* _What you should do_
Restate the entries below verbatim.

* _Supplied data_
***

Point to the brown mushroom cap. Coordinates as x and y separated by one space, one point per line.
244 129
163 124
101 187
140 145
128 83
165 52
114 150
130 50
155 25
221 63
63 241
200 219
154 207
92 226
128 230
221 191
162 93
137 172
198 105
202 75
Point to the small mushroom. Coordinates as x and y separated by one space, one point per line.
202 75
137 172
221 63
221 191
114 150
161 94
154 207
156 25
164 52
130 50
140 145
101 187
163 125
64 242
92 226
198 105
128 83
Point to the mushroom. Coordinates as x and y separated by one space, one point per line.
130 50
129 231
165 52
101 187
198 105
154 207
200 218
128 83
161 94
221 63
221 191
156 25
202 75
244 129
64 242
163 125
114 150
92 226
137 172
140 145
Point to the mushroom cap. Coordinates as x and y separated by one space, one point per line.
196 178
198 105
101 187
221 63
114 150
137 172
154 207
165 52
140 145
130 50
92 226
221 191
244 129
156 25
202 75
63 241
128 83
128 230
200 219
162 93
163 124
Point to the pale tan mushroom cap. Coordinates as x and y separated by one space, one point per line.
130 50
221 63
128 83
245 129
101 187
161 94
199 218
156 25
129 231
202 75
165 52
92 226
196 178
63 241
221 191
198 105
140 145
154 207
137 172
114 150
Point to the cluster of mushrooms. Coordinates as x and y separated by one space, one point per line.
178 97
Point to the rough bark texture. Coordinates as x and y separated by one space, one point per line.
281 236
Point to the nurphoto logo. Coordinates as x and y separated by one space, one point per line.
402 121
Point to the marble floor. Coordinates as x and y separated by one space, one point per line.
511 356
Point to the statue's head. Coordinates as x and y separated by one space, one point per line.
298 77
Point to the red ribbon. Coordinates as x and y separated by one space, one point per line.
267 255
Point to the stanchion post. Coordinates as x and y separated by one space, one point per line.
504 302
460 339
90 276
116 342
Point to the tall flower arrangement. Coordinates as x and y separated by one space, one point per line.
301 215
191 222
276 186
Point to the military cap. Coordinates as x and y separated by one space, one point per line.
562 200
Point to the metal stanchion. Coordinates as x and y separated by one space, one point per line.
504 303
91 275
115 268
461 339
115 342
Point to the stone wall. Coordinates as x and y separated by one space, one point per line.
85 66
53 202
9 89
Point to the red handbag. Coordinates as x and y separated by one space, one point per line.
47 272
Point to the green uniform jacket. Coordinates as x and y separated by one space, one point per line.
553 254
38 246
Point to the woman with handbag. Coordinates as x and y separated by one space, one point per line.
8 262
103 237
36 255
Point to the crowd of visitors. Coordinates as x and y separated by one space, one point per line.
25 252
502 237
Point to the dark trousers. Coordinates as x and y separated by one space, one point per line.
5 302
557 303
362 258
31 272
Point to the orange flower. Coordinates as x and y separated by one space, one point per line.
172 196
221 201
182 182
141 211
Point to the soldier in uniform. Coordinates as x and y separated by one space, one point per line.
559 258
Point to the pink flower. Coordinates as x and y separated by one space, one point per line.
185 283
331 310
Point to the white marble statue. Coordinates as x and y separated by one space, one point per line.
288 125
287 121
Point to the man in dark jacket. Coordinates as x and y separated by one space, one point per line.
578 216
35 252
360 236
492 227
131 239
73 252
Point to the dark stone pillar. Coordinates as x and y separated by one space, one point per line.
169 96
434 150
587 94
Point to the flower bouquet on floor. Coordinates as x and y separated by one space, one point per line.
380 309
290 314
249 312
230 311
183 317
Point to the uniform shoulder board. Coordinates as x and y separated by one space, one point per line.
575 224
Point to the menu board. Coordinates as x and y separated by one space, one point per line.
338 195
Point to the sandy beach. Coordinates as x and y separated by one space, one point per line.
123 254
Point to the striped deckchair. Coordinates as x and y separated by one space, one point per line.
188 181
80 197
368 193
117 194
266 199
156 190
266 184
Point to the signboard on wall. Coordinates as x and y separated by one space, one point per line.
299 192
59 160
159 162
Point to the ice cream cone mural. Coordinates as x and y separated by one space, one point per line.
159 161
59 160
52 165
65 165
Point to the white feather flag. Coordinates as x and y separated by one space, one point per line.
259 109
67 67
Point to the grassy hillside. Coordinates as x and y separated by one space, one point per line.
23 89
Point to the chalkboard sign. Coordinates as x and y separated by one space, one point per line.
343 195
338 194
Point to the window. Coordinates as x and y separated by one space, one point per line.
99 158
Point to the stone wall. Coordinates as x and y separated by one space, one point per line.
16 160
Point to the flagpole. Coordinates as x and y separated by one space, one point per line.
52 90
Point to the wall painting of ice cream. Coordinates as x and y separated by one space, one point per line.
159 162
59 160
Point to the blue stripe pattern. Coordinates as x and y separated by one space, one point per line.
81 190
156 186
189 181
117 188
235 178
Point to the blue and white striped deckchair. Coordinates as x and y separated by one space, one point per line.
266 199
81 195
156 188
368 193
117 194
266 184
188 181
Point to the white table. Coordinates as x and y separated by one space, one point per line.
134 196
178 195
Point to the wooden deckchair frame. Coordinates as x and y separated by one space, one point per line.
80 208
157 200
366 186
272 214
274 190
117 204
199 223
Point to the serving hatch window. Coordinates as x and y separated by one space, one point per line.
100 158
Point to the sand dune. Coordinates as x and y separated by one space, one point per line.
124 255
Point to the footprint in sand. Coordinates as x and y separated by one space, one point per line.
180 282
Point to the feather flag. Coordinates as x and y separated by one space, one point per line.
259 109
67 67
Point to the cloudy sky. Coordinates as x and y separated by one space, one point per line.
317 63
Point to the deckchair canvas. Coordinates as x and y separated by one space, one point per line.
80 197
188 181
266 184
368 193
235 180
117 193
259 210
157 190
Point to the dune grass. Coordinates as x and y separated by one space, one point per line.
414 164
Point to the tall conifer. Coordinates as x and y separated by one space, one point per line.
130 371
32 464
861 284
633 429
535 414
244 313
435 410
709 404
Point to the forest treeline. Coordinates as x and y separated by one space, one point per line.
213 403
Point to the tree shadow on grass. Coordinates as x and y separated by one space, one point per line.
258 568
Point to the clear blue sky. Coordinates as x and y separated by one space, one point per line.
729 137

***

* _Reply to the exercise_
Point to the brown mushroom cap. Coordinates as x and y separated by one space, one point per line.
244 129
163 124
101 187
140 145
128 83
165 52
114 150
130 50
155 25
221 63
63 241
200 219
154 207
92 226
128 230
221 191
162 93
137 172
198 105
202 75
Point to the small mushroom. Coordinates as x and y separated by one space, one point per line.
202 75
137 172
221 63
221 191
114 150
161 94
154 207
156 25
164 52
130 50
140 145
101 187
163 125
64 242
92 226
198 105
128 83
Point to the mushroom. Coordinates as x and y separated by one space, one point per line.
130 50
129 231
165 52
101 187
198 105
154 207
200 218
128 83
161 94
221 63
221 191
156 25
202 75
244 129
64 242
163 125
114 150
92 226
137 172
140 145
Point to the mushroom cap. Coordinates as x and y separated by one space, one point per line.
196 178
198 105
101 187
221 63
114 150
137 172
154 207
165 52
140 145
130 50
92 226
221 191
244 129
156 25
202 75
63 241
128 83
128 230
200 219
162 93
163 124
Point to the pale tan mushroom cap. Coordinates as x and y separated by one space, one point per line.
130 50
221 63
128 83
245 129
101 187
161 94
199 218
156 25
129 231
202 75
165 52
92 226
196 178
63 241
221 191
198 105
140 145
154 207
137 172
114 150
Point to the cluster of mushrooms. Coordinates as x and y separated by one space, one point per line.
178 97
Point to the rough bark texture. Coordinates as x and y separated by one space, one point per line.
281 236
Point to the nurphoto logo. Coordinates as x and y separated by one space, one point per line.
402 121
Point to the marble floor. Coordinates as x and y separated by one space, one point per line.
511 356
Point to the statue's head. Coordinates as x and y separated by one space, one point per line.
298 77
Point to the red ribbon. Coordinates as x and y separated by one space, one point per line.
267 255
Point to the stanchion post. Coordinates as x and y separated by one space, one point per line.
504 302
460 339
90 276
116 342
Point to the tall flower arrangement. Coordinates as x and y separated by one space, one point per line.
301 215
191 222
276 186
Point to the military cap. Coordinates as x and y separated by one space, one point per line.
562 200
Point to the metal stanchion. Coordinates as x and y separated by one space, one point per line.
504 303
91 275
115 268
461 339
115 342
Point to the stone wall. Coordinates as x and y separated by one space, one point per line.
85 66
53 202
9 89
Point to the red handbag. Coordinates as x and y separated by one space, one point per line.
47 272
Point to the green uniform jacket. Coordinates as x and y separated by one space, one point per line.
553 254
38 246
Point to the woman with handbag. Coordinates as x and y separated by one space, one point per line.
8 262
103 237
36 255
Point to the crowd of visitors. Coordinates as x and y separated by one space, one point per line.
25 252
502 237
Point to the dark trousers. Coordinates as x and y separated by one space, one point per line.
5 302
557 303
362 258
31 272
Point to the orange flower. Coordinates as x and y separated by one space, one point per line.
172 196
221 201
182 182
141 211
Point to the soldier in uniform. Coordinates as x and y separated by one space, one point per line.
559 258
Point to the pink flower. Coordinates as x and y separated by one space, one point per line.
185 283
331 310
Point to the white marble statue. Coordinates as x and y separated by one space, one point per line.
288 125
287 121
Point to the man in dark jacket. Coordinates as x and y separated by one space, one point per line.
578 216
35 252
360 236
492 227
131 239
73 252
Point to the dark stone pillar. Coordinates as x and y separated by one space, one point per line.
169 96
434 150
587 94
Point to the flower bouquet on floor. Coordinates as x and y separated by one space, one point per line.
380 309
290 314
249 312
230 311
183 317
Point to the uniform shoulder board. Coordinates as x and y separated by one space, one point per line.
575 224
Point to the menu board. Coordinates as x and y separated by one space, one point per line.
338 195
Point to the sandy beach. Coordinates as x and y separated by one space, one point per line.
123 254
Point to the striped deckchair. Coordinates as x and y separated by one space, one point per line.
188 181
80 197
368 193
117 194
266 199
156 190
266 184
Point to the signboard on wall. Coordinates as x and y separated by one space, one point per line.
299 192
59 160
159 162
Point to the ice cream cone mural. Coordinates as x and y separated by one space, one point per line.
159 161
59 160
52 165
65 165
Point to the white feather flag. Coordinates as x and y separated by one space, one point per line.
259 109
67 67
Point to the grassy hillside. Coordinates as x and y separated by one space, one point per line.
23 89
Point to the chalkboard sign. Coordinates as x and y separated by one space, one point per line.
343 195
338 194
Point to the window. Coordinates as x and y separated by one space, one point per line.
99 158
Point to the stone wall. Coordinates as x and y separated by one space, one point per line.
16 160
Point to the flagpole. Coordinates as x and y separated by one space, one point per line.
52 90
Point to the wall painting of ice cream. Coordinates as x and y separated by one space, one point per line.
159 162
59 160
Point to the blue stripe pattern. Coordinates as x and y separated by one space, one point per line.
81 190
156 186
189 181
117 188
235 178
Point to the blue and white striped deckchair. Coordinates as x and y separated by one space, one point per line.
266 199
81 195
156 188
368 193
117 194
266 184
188 181
Point to the white table. Coordinates as x and y separated by one space, one point per line.
134 196
178 195
Point to the wooden deckchair frame. Coordinates as x and y separated by one space, one point per line.
80 208
157 200
366 186
272 214
274 190
117 204
199 223
Point to the serving hatch window. Coordinates as x and y separated by one space, one point per line.
100 158
Point to the sand dune. Coordinates as x and y separated by one space, one point per line.
124 255
Point to the footprint in sand. Coordinates as x and y separated by one space, one point per line.
180 282
Point to the feather flag. Coordinates as x and y separated by one space, one point per line.
259 109
67 67
Point to the cloudy sky. Coordinates as x and y separated by one space, one point per line.
317 63
Point to the deckchair canvas. Coordinates as x and y separated by one space, one point per line.
80 197
188 181
266 184
368 193
235 180
117 193
259 210
157 190
Point to the dune grass. Coordinates as x and y separated by one space, one point per line.
414 164
Point to the tall conifer. Coordinates as x and y separated by one space, one point per line.
130 371
32 464
861 284
633 429
535 414
244 313
435 410
709 404
Point to the forest treeline. Coordinates as x and y separated by one space, one point per line.
213 403
Point to the tree shadow on grass. Coordinates as x and y separated by one space, one point per line.
258 568
Point to the clear blue sky. Coordinates as x and y separated by one space, one point per line.
729 137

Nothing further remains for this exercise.